*** Opening EXCERPT TO READ ***

INTERVIEW FEATURE: Never Closer
Never Closer
Interview and Feature by Jemima Sirtes
“If you are in a point of crisis, do you stay and try to be a part of the solution? Or do you leave and try to find some happiness elsewhere?”
In my interview with Director Hannah Goodwin, these words are what stuck with me the most. I set up a zoom to speak with her about Never Closer, the show currently playing in Belvoir’s upstairs theatre, which Hannah is directing. I had heard talks in passing about Grace Chapple’s play, its background set against ‘The Troubles’ and its nuance between comedy and drama, but I’m not here to review a play I’ve never seen. Due to it being selected in 2022 for Belvoir’s downstairs indie program 25a, audiences have seen Never Closer before, and Hannah assures me that while the play has the exact same cast and almost identical list of creatives, the move upstairs has done nothing but good for these Northern Irish friends.

*** Closing EXCERPT TO READ ***
*** Opening INFORMATION ***

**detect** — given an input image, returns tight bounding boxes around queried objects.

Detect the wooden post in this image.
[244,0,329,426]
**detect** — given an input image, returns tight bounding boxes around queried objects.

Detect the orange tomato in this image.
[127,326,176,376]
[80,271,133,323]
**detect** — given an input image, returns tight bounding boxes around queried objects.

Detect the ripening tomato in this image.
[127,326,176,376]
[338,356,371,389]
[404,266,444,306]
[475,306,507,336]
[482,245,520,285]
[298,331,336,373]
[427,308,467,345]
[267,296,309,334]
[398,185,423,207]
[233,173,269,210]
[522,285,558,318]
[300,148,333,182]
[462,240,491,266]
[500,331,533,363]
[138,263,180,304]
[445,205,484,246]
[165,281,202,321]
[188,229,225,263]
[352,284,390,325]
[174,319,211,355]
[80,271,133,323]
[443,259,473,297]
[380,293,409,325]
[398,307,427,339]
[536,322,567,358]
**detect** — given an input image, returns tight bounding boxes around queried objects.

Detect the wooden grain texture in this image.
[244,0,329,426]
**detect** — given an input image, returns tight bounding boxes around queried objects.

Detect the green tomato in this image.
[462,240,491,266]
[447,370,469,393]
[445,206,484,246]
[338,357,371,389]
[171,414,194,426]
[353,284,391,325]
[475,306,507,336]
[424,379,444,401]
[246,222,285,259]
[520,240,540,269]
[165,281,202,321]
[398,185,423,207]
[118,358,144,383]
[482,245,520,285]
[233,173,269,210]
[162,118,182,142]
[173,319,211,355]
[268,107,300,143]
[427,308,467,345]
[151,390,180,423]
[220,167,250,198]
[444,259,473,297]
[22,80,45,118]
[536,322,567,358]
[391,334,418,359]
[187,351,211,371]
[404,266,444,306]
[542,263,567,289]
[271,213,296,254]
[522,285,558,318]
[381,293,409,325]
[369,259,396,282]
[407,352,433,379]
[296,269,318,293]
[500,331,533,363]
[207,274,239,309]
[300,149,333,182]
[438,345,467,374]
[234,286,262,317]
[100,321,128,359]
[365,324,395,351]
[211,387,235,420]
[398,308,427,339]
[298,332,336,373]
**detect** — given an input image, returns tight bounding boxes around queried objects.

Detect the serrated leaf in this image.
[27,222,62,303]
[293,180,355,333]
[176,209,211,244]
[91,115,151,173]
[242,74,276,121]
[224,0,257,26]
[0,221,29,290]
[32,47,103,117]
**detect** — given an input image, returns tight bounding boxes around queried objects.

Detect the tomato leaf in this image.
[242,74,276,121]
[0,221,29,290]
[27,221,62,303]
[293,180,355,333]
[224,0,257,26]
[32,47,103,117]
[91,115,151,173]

*** Closing INFORMATION ***

WHAT THE TASK ASKS: Continue the interview feature on Never Closer from the end of its last paragraph.

EXPECTED OUTPUT:
Northern Ireland, 1987. Deirdre is stuck – between arguments, nations, and the lives she almost lived. But when her old school friends gather in her kitchen yet again for Christmas Eve, their growing differences push to the surface a powder-keg, waiting the tiniest spark. And then one of them turns up with her surprise fiancé. He’s English.
But that’s just what the program says. I’ve been told it’s about love. About friendship. About making something that matters. A hope for meaning.
“It reaches for the universal through the specific”, as Director Goodwin so eloquently put.
It’s excellent to see a team of young and passionate creatives breaking into a field rife with competition. As Hannah says, “it’s enormously challenging” to work in Australian Theatre, due to the limited (but expanding!) opportunities. With the challenges of Covid and economic struggles in Australia’s housing and rent crises, “it’s hard to get paid to do what you want to do”, and there is still a large economic gap between creative arts and financial stability. Nevertheless, she persisted. Since reading the play script over four years ago, Hannah’s passion and attitude has remained upbeat, and it’s so great to see a whole team of people's efforts come to fruition.
Putting on my ‘big-time-journalist’ hat, I ended our interview with the dreaded question, What do you want audiences to walk away feeling?
Simply, Hannah gracefully responded, “I want audiences to feel transported.”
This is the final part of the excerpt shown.